(TASKS TO PERFORM):
1. Reproduce the passage of the motion controller text between "PC Software" and "CorelDraw, Inkscape, Paint.NET).", inclusive.
2. Name every thread that the program in the motion controller text runs.

(EXCERPTED PASSAGE):
———

The program runs in four threads.
- UART. This handles the serial traffic to and from the PC
- commCenter - This coordinates all activity between threads. Is parses the commands from the PC, sends that data to the pulseEngine thread. It also buffers image data and tells the PWM_power thread what PWM duty to set.
- pulseEngine - This is the heart of the motion control. It receives commands from the commCenter. It sends step data back to the commCenter
- PWM_Power - This thread is a simple 50kHz PWM generator with a duty resolution to 2000.
pulseEngine
This is based a 32kHz cycle. At each cycle the engine determines how far the motors should have moved. When this adds up to an increment of a step, the I/O is set to command a step from the motor controller. The acceleration and maxSpeed are stored in units relative to the 32kHz cycle, so the math is very simple. At each step the accel value is added to the current speed value and then the current speed is added to the distance. The only other things to deal with, are when to stop accelerating and when to start start decelerating to a smooth stop. These values are calculated before each move to keep the work in the cycles down. Everything is done in 32 bit integers. No floats or long longs are used.
image Buffering
There is a 3000 x 2 array of unsigned char values to store two rows of image pixel data. While the controller is scanning a line it buffers the next line. This currently limits the image resolution to 3000 wide. The engraving can be any resolution.
Power Calculations
At each step the power is recalculated. It uses current speed, image pixel data and desired max and min power data to set the power. The current speed is used so engraving is not heavier at the ends of each as the head is going slower due to accel/decel issues.
PC Software
The controller is interfaced with a Windows based program. It is written in the free version of VB.NET 2008. Right now the interface is step based. This makes it easier for me to debug. Later it will be inch or mm based with a behind the scenes conversion to steps based on the actual machine.
Maybe this could morph into some sort of plugin for another program. (Mach3, CorelDraw, Inkscape, Paint.NET).

———

(MATERIAL):
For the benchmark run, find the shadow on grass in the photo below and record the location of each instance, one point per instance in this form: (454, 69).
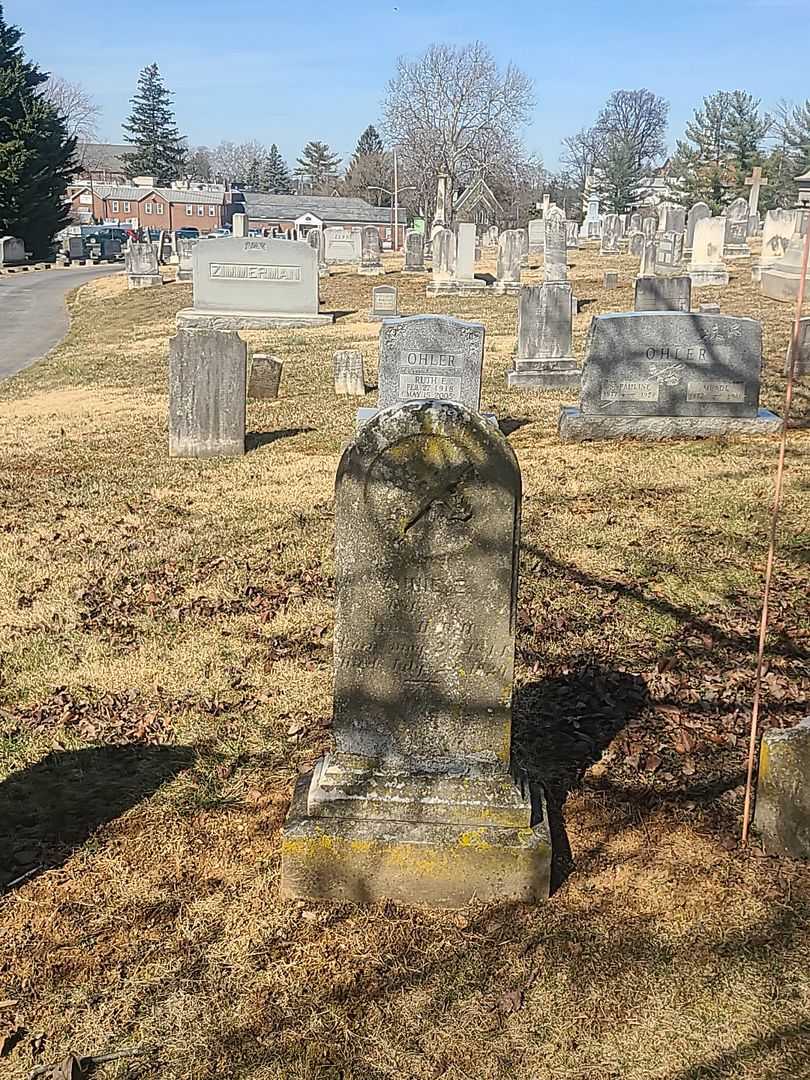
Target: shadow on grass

———

(ANSWER SET):
1.
PC Software
The controller is interfaced with a Windows based program. It is written in the free version of VB.NET 2008. Right now the interface is step based. This makes it easier for me to debug. Later it will be inch or mm based with a behind the scenes conversion to steps based on the actual machine.
Maybe this could morph into some sort of plugin for another program. (Mach3, CorelDraw, Inkscape, Paint.NET).

2. UART, commCenter, pulseEngine, PWM_Power